Stored items from a collection:
········

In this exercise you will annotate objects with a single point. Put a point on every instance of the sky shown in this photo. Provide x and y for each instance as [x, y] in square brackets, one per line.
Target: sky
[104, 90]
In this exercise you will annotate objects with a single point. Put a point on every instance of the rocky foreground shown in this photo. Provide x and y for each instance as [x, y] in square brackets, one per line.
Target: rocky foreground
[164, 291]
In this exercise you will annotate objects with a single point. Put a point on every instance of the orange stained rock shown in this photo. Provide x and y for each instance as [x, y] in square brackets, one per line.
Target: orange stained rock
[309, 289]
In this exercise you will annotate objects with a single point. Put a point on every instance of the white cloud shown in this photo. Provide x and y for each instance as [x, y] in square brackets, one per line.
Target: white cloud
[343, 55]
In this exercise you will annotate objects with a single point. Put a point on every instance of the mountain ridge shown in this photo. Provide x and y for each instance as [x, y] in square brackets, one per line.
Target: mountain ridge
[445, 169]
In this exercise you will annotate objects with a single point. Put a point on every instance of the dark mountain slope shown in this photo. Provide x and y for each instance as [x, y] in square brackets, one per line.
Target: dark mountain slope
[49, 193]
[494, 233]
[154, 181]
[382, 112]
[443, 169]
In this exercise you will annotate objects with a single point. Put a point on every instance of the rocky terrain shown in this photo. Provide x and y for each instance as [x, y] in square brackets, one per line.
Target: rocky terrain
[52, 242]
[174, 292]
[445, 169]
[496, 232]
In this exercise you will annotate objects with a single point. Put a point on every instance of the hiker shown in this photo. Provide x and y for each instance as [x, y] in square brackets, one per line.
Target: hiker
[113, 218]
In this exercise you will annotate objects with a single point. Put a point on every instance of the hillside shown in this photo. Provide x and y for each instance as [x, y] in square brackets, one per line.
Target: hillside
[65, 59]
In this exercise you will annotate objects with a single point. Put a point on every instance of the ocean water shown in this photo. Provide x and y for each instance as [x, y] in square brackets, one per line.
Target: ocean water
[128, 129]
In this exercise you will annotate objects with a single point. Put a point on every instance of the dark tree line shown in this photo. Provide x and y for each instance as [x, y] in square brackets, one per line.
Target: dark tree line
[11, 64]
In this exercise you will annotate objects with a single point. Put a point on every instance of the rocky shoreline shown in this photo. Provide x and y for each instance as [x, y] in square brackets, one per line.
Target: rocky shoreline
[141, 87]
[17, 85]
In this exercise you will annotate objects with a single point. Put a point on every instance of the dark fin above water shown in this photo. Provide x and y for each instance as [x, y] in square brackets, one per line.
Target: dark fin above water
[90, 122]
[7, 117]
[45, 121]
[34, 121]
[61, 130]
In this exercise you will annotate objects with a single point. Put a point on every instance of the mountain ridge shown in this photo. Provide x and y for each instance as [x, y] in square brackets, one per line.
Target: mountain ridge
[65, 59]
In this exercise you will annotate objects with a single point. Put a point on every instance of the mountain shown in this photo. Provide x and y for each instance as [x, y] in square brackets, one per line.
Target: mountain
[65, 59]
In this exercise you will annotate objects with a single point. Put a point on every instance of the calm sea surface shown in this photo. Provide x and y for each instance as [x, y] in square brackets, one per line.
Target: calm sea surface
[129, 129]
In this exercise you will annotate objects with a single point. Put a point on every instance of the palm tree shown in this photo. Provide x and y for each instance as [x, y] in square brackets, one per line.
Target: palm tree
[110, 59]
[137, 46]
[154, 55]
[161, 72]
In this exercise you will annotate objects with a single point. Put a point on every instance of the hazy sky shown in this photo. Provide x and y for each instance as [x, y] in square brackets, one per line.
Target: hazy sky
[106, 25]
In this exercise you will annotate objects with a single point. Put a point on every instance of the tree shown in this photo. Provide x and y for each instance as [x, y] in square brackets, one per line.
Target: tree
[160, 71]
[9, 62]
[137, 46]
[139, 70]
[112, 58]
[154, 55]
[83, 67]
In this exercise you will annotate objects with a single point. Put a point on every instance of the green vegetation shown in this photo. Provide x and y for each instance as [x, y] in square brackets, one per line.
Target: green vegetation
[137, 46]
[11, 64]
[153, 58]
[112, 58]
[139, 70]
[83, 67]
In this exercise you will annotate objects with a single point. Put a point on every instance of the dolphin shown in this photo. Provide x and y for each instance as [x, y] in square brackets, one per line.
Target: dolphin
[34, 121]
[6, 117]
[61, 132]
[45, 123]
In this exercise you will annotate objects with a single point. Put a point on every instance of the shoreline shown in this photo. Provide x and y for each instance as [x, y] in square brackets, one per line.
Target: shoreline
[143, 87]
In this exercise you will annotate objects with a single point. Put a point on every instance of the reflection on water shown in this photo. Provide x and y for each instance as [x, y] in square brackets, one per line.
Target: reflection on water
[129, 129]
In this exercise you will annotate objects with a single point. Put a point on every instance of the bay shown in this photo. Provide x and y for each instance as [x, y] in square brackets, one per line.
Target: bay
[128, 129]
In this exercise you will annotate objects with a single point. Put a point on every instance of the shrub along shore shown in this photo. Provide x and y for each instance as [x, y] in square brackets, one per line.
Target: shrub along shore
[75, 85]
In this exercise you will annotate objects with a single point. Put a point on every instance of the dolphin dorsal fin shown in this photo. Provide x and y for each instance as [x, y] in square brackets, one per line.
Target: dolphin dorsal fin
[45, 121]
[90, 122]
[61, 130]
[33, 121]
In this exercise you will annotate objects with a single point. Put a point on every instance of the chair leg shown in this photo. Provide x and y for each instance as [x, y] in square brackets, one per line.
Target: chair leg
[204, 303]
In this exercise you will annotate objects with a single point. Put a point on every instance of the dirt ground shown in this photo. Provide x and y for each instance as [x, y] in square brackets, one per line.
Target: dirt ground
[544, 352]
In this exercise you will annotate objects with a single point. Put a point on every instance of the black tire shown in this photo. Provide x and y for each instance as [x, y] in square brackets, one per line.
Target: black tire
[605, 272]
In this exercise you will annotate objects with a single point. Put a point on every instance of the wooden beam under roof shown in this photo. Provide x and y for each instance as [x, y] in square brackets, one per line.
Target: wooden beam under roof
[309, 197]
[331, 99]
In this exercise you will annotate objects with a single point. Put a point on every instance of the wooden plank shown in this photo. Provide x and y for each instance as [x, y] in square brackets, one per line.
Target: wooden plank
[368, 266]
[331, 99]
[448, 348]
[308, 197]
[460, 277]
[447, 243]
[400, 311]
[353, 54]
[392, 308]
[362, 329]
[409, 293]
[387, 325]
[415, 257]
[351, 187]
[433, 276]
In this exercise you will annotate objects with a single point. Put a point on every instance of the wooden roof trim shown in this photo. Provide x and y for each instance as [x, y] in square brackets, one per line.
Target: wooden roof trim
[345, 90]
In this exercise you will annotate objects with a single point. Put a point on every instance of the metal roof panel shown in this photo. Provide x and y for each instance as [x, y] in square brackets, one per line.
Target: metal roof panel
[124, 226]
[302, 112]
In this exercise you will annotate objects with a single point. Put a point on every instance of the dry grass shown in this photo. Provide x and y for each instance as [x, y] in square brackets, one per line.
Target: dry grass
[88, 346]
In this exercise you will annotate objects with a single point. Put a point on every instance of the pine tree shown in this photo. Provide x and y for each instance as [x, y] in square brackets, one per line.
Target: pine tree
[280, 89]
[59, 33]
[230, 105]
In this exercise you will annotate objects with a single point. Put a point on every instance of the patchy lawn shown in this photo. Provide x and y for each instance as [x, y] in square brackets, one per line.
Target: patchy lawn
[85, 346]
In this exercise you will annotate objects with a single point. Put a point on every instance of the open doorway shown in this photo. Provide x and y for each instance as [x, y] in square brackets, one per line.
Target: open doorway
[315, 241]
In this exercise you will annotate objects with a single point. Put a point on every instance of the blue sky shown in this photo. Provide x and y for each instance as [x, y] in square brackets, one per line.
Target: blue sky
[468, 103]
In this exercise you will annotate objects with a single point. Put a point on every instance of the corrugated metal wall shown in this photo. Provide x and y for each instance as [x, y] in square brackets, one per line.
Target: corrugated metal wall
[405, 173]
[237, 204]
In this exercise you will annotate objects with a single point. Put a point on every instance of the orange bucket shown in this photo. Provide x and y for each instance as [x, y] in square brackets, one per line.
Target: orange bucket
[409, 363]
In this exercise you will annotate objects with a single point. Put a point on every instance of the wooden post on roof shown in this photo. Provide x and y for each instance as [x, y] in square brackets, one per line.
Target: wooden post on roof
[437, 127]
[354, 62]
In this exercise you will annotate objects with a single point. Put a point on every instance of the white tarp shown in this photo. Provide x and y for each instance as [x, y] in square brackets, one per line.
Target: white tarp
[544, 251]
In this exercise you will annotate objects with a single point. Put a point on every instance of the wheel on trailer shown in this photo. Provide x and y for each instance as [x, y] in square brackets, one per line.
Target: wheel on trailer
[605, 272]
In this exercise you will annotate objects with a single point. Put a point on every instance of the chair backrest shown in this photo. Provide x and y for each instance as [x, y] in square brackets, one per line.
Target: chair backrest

········

**EXERCISE BRIEF**
Return each line from the records that includes the word "backrest".

**RESULT**
In this exercise you will annotate objects with a single point. Put a point on every instance of the chair backrest shown in this photo. Provide x and y for each instance as [x, y] in square brackets, one per line.
Target: chair backrest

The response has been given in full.